Exercise: Put every line of the entries below into a JSON list of strings, one string per line, leaving out any blank lines.

Records to use:
════

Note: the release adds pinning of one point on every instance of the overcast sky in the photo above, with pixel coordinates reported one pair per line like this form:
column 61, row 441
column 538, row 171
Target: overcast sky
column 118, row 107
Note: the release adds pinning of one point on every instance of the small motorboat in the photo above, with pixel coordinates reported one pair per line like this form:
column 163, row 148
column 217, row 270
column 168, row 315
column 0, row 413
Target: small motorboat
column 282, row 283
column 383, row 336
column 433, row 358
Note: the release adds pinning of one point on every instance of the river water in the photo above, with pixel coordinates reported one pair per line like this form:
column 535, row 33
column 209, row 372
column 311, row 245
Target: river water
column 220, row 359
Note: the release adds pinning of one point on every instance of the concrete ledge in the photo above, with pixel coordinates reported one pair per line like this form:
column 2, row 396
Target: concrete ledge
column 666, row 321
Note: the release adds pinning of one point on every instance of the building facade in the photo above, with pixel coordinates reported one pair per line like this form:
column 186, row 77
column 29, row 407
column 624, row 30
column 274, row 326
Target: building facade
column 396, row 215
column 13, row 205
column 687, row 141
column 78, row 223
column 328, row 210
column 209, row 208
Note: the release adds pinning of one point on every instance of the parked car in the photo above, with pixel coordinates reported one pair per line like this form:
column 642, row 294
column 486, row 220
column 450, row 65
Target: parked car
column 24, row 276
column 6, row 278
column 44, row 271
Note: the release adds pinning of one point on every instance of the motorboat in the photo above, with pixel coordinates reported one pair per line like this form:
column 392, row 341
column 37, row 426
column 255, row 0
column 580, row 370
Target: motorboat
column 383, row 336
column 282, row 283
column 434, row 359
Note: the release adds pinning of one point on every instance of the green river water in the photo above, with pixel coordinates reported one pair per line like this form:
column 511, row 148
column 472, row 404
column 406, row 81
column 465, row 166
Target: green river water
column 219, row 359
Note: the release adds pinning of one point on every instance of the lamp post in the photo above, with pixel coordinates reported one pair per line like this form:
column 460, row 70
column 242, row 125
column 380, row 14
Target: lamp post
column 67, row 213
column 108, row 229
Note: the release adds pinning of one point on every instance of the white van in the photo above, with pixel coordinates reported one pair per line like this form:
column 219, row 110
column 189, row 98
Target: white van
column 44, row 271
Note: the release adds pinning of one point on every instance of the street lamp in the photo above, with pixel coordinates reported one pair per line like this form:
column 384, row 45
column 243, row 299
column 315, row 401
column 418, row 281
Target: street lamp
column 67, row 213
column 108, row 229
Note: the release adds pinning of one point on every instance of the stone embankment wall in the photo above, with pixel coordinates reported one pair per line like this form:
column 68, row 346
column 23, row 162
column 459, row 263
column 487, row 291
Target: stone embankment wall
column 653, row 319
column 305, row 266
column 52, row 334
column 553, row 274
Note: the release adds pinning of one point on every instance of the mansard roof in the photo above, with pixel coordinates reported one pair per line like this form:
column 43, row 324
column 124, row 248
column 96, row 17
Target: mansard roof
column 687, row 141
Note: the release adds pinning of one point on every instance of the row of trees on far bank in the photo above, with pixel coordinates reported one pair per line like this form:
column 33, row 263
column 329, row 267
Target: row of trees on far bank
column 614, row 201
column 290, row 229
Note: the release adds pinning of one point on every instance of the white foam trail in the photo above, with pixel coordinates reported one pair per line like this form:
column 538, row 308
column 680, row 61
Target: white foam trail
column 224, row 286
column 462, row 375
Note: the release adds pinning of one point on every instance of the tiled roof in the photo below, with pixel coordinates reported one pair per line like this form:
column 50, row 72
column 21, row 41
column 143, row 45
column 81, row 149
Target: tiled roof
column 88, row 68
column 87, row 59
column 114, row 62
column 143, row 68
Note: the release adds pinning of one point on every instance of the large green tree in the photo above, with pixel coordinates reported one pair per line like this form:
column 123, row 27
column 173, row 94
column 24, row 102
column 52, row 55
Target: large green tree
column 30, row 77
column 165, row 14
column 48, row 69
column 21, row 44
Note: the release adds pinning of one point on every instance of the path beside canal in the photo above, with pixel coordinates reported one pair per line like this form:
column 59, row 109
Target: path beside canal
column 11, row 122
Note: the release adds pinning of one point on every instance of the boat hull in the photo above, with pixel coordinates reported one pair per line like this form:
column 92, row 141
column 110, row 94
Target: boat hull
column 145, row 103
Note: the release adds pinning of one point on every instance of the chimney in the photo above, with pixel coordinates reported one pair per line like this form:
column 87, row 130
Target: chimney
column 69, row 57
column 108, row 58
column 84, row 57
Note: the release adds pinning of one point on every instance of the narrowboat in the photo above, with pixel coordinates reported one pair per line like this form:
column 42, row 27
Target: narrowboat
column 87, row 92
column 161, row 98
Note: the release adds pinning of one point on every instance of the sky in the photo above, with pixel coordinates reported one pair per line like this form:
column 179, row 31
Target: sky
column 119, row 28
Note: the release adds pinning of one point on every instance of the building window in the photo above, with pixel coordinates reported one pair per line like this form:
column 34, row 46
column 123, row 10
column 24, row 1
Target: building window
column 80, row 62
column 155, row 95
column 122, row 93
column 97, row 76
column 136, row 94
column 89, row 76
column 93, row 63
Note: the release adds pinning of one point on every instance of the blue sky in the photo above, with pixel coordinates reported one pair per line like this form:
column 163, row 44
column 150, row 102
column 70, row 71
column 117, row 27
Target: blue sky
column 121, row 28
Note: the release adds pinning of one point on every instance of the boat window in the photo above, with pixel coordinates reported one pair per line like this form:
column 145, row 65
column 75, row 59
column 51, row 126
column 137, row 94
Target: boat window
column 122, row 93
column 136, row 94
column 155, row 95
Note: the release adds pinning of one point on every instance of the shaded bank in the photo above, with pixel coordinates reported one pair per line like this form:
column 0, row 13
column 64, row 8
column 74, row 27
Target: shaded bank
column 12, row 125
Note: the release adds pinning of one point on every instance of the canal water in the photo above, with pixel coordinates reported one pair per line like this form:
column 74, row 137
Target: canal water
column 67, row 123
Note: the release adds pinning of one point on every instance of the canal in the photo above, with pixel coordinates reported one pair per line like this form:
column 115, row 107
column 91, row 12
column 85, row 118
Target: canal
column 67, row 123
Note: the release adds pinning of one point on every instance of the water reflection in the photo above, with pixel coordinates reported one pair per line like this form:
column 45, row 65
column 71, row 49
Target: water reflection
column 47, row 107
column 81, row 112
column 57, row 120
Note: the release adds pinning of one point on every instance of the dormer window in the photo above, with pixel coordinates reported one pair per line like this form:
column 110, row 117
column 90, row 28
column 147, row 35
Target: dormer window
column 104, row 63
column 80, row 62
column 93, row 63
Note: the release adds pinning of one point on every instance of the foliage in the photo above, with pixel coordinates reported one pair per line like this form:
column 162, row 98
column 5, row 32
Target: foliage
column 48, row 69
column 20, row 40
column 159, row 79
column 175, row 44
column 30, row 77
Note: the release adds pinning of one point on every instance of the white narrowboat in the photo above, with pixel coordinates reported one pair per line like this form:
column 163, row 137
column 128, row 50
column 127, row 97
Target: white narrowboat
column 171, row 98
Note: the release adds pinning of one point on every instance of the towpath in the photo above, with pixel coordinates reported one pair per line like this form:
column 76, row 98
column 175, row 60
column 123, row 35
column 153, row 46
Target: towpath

════

Response:
[
  "Note: the release adds pinning of one point on every instance of the overcast sky in the photo above, with pixel coordinates reported one pair per line like this form:",
  "column 61, row 441",
  "column 538, row 171",
  "Target: overcast sky",
  "column 118, row 107",
  "Note: the release adds pinning of one point on every instance of the small motorboat in the photo above, with pixel coordinates reported one pair per line like this form:",
  "column 163, row 148",
  "column 217, row 270",
  "column 168, row 315",
  "column 0, row 413",
  "Target: small motorboat",
  "column 282, row 283",
  "column 383, row 336",
  "column 433, row 358",
  "Note: the release adds pinning of one point on every instance of the river water in the photo above, with pixel coordinates reported one pair per line like this form:",
  "column 535, row 33",
  "column 209, row 372",
  "column 311, row 245",
  "Target: river water",
  "column 220, row 359",
  "Note: the release adds pinning of one point on every instance of the concrete ledge in the photo above, with pixel coordinates reported one pair per line like this form:",
  "column 2, row 396",
  "Target: concrete ledge",
  "column 666, row 321",
  "Note: the release adds pinning of one point on every instance of the building facade in the photo above, with pixel coordinates reported one pair per line like this form:",
  "column 186, row 77",
  "column 29, row 407",
  "column 624, row 30",
  "column 274, row 326",
  "Target: building facade",
  "column 396, row 215",
  "column 13, row 205",
  "column 687, row 141",
  "column 78, row 223",
  "column 328, row 210",
  "column 209, row 208",
  "Note: the release adds pinning of one point on every instance of the parked car in the photo above, with pixel coordinates reported one pair per line like this form:",
  "column 642, row 294",
  "column 486, row 220",
  "column 450, row 65",
  "Target: parked car",
  "column 24, row 276",
  "column 6, row 278",
  "column 44, row 271",
  "Note: the release adds pinning of one point on every instance of the motorboat in the photo above, with pixel coordinates reported one pair per line like this form:",
  "column 392, row 341",
  "column 37, row 426",
  "column 255, row 0",
  "column 580, row 370",
  "Target: motorboat",
  "column 383, row 336",
  "column 282, row 283",
  "column 434, row 359",
  "Note: the release adds pinning of one point on every instance of the green river water in the photo above, with pixel coordinates reported one pair per line like this form:",
  "column 511, row 148",
  "column 472, row 404",
  "column 406, row 81",
  "column 465, row 166",
  "Target: green river water",
  "column 219, row 359",
  "Note: the release adds pinning of one point on every instance of the lamp post in the photo above, with pixel coordinates reported one pair per line like this form:",
  "column 460, row 70",
  "column 242, row 125",
  "column 380, row 14",
  "Target: lamp post",
  "column 67, row 213",
  "column 108, row 229",
  "Note: the release adds pinning of one point on every instance of the white van in the photo above, with pixel coordinates reported one pair per line like this form:",
  "column 219, row 110",
  "column 189, row 98",
  "Target: white van",
  "column 44, row 271",
  "Note: the release adds pinning of one point on every instance of the street lamp in the photo above, with pixel coordinates reported one pair per line like this form:",
  "column 384, row 45",
  "column 243, row 299",
  "column 315, row 401",
  "column 418, row 281",
  "Target: street lamp",
  "column 67, row 213",
  "column 108, row 229",
  "Note: the release adds pinning of one point on every instance of the stone embankment wall in the photo above, with pixel coordinates reported one pair per line like this form:",
  "column 68, row 346",
  "column 23, row 162",
  "column 459, row 263",
  "column 487, row 291",
  "Target: stone embankment wall",
  "column 653, row 319",
  "column 305, row 266",
  "column 52, row 334",
  "column 553, row 274",
  "Note: the release adds pinning of one point on every instance of the mansard roof in the photo above, with pixel coordinates reported one pair per line like this form:",
  "column 43, row 324",
  "column 124, row 248",
  "column 96, row 17",
  "Target: mansard roof",
  "column 687, row 141",
  "Note: the release adds pinning of one point on every instance of the row of trees on far bank in the photo above, with pixel coordinates reported one pair per line like this form:",
  "column 33, row 263",
  "column 329, row 267",
  "Target: row of trees on far bank",
  "column 614, row 201",
  "column 290, row 229",
  "Note: the release adds pinning of one point on every instance of the white foam trail in the photo above, with pixel coordinates reported one pair per line like this form:",
  "column 538, row 308",
  "column 680, row 61",
  "Target: white foam trail",
  "column 224, row 286",
  "column 462, row 375",
  "Note: the release adds pinning of one point on every instance of the tiled roof in the photo below, with pixel coordinates reported one pair per line like this form:",
  "column 50, row 72",
  "column 21, row 41",
  "column 143, row 45",
  "column 81, row 149",
  "Target: tiled roof",
  "column 88, row 68",
  "column 87, row 59",
  "column 114, row 62",
  "column 143, row 68",
  "Note: the release adds pinning of one point on every instance of the large green tree in the photo above, with pixel coordinates reported one pair per line like this form:",
  "column 123, row 27",
  "column 173, row 94",
  "column 24, row 102",
  "column 52, row 55",
  "Target: large green tree",
  "column 30, row 77",
  "column 165, row 14",
  "column 48, row 69",
  "column 21, row 44",
  "Note: the release adds pinning of one point on every instance of the path beside canal in the photo above, with pixel coordinates reported one pair per line like this form:",
  "column 59, row 109",
  "Target: path beside canal",
  "column 11, row 122",
  "Note: the release adds pinning of one point on every instance of the boat hull in the photo above, with pixel coordinates reported one pair per line like this form:",
  "column 92, row 141",
  "column 110, row 94",
  "Target: boat hull",
  "column 145, row 103",
  "Note: the release adds pinning of one point on every instance of the chimney in the photo above, with pixel coordinates reported one pair per line like this form:",
  "column 87, row 130",
  "Target: chimney",
  "column 69, row 57",
  "column 108, row 58",
  "column 84, row 57",
  "Note: the release adds pinning of one point on every instance of the narrowboat in the photo above, with pixel coordinates reported one pair per line like this form:",
  "column 42, row 27",
  "Target: narrowboat",
  "column 87, row 92",
  "column 161, row 98",
  "Note: the release adds pinning of one point on every instance of the sky in the photo above, with pixel coordinates reported one pair per line like this form:",
  "column 179, row 31",
  "Target: sky",
  "column 119, row 28",
  "Note: the release adds pinning of one point on every instance of the building window in the photo above, with pixel coordinates reported one pair per line like this form:",
  "column 34, row 46",
  "column 123, row 10",
  "column 24, row 1",
  "Target: building window",
  "column 80, row 62",
  "column 155, row 95",
  "column 122, row 93",
  "column 97, row 76",
  "column 136, row 94",
  "column 89, row 76",
  "column 93, row 63",
  "Note: the release adds pinning of one point on every instance of the blue sky in the photo above, with pixel coordinates reported one pair per line like this form:",
  "column 163, row 44",
  "column 150, row 102",
  "column 70, row 71",
  "column 117, row 27",
  "Target: blue sky",
  "column 121, row 28",
  "Note: the release adds pinning of one point on every instance of the boat window in the photo above, with pixel coordinates reported one pair per line like this form:",
  "column 145, row 65",
  "column 75, row 59",
  "column 51, row 126",
  "column 137, row 94",
  "Target: boat window",
  "column 122, row 93",
  "column 136, row 94",
  "column 155, row 95",
  "Note: the release adds pinning of one point on every instance of the shaded bank in the photo above, with pixel coordinates reported one pair per line like this form:",
  "column 0, row 13",
  "column 64, row 8",
  "column 74, row 27",
  "Target: shaded bank",
  "column 12, row 125",
  "Note: the release adds pinning of one point on every instance of the canal water in the photo above, with pixel coordinates reported one pair per line like this form:",
  "column 74, row 137",
  "Target: canal water",
  "column 67, row 123",
  "Note: the release adds pinning of one point on every instance of the canal in the photo above, with pixel coordinates reported one pair per line like this form:",
  "column 115, row 107",
  "column 91, row 12",
  "column 85, row 118",
  "Target: canal",
  "column 67, row 123",
  "Note: the release adds pinning of one point on every instance of the water reflection in the photo above, with pixel coordinates reported one pair per line like this form:",
  "column 45, row 65",
  "column 71, row 49",
  "Target: water reflection",
  "column 47, row 107",
  "column 81, row 112",
  "column 57, row 120",
  "Note: the release adds pinning of one point on every instance of the dormer window in the photo above, with pixel coordinates reported one pair per line like this form:",
  "column 110, row 117",
  "column 90, row 28",
  "column 147, row 35",
  "Target: dormer window",
  "column 104, row 63",
  "column 80, row 62",
  "column 93, row 63",
  "Note: the release adds pinning of one point on every instance of the foliage in the photo above, with pixel coordinates reported one pair per line like this form:",
  "column 162, row 98",
  "column 5, row 32",
  "Target: foliage",
  "column 48, row 69",
  "column 20, row 40",
  "column 159, row 79",
  "column 175, row 44",
  "column 30, row 77",
  "Note: the release adds pinning of one point on every instance of the white narrowboat in the photo above, with pixel coordinates reported one pair per line like this form:",
  "column 163, row 137",
  "column 128, row 50",
  "column 127, row 97",
  "Target: white narrowboat",
  "column 171, row 98",
  "Note: the release adds pinning of one point on every instance of the towpath in the photo above, with pixel coordinates reported one pair per line like this form:",
  "column 76, row 98",
  "column 175, row 60",
  "column 123, row 35",
  "column 153, row 46",
  "Target: towpath"
]